[THE PROBLEM] Reproduce word for word the part of the news story on the former prisoners of war that starts at the words "BERNARDS — Edwin" and stops after "turn, shot down.".

[QUOTED TEXT]
-*-*-

By STEFANIE MATTESON
Staff Writer


BERNARDS — Edwin Hays was the tailgunner on a B-17 — named “Just Elmer’s Tune” after a Glenn Miller hit of the era — when his plane was shot down over Denmark on Feb. 24, 1944, by a German Messerschmitt that he, in turn, shot down.

It was his 13th mission, and he was 19 years old.

Hays, now 79, was one of 40 members of the New Jersey chapter of American Ex-Prisoners of War who turned out Thursday for a ceremony in their honor at the Department of Veterans Affairs New Jersey Health Care System, Lyons Campus, in the Lyons section.

The chapter’s state commander, Charles Susino, reminded them that of the 116,000 American POWs who returned from World War II (130,000 had been held), only 36,000 are still alive.

“You are history, and history is disappearing,” Susino told the gathering.

-*-*-

[GIVEN RECORDS]
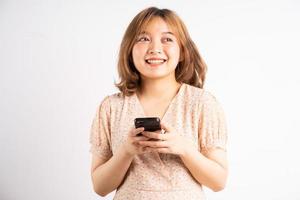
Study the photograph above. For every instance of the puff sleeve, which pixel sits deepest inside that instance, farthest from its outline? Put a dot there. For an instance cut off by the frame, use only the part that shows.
(212, 124)
(100, 138)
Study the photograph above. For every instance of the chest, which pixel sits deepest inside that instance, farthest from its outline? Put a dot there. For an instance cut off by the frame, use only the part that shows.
(155, 108)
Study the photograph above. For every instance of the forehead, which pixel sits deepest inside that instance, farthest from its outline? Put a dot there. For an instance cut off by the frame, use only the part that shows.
(156, 25)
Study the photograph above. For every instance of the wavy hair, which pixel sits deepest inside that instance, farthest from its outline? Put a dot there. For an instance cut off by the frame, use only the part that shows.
(191, 68)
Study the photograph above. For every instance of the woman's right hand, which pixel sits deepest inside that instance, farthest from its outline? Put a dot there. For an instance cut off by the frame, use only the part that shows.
(131, 146)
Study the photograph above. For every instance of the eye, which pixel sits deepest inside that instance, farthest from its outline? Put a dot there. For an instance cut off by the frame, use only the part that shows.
(143, 39)
(168, 39)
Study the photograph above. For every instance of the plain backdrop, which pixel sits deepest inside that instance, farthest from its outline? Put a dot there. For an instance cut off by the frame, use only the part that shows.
(58, 61)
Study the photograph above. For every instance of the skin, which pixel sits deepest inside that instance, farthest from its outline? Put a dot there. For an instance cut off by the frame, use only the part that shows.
(158, 87)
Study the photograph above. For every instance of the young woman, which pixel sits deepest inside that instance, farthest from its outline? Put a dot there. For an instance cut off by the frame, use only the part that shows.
(161, 75)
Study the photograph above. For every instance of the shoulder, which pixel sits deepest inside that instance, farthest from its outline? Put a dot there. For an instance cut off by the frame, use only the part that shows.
(112, 100)
(199, 94)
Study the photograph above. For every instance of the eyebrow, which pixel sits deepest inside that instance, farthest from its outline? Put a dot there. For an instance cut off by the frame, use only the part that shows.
(168, 32)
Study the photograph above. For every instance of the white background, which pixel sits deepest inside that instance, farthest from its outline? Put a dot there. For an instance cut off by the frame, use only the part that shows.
(58, 61)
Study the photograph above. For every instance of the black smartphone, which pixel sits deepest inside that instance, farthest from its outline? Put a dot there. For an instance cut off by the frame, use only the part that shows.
(149, 123)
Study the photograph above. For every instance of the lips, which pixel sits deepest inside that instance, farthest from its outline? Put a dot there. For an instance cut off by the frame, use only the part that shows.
(155, 60)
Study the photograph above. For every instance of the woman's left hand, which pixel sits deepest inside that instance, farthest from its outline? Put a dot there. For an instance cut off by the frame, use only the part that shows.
(170, 142)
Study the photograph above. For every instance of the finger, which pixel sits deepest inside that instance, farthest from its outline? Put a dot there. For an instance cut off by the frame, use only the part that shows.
(159, 150)
(155, 135)
(140, 138)
(165, 127)
(153, 143)
(135, 131)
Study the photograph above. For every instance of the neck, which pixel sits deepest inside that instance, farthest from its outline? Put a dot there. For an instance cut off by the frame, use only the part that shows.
(158, 88)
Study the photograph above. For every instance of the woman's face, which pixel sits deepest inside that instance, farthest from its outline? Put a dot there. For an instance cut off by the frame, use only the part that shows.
(156, 51)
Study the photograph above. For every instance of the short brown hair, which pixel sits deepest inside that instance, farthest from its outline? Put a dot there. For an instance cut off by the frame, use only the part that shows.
(191, 68)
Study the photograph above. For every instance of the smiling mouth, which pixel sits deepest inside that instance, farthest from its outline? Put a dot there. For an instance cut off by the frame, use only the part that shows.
(155, 61)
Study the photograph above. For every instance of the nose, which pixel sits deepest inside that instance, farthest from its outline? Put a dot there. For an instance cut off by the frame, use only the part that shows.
(155, 47)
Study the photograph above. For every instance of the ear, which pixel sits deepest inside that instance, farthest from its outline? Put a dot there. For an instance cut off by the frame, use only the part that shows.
(181, 57)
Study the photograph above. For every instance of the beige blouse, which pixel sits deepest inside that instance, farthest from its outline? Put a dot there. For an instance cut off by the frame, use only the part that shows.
(194, 113)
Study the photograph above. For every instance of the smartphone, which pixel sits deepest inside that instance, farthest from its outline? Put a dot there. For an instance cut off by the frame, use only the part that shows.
(149, 123)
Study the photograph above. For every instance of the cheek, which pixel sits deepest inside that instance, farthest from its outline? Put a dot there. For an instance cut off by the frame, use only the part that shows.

-*-*-

[CORRECT RESPONSE]
BERNARDS — Edwin Hays was the tailgunner on a B-17 — named “Just Elmer’s Tune” after a Glenn Miller hit of the era — when his plane was shot down over Denmark on Feb. 24, 1944, by a German Messerschmitt that he, in turn, shot down.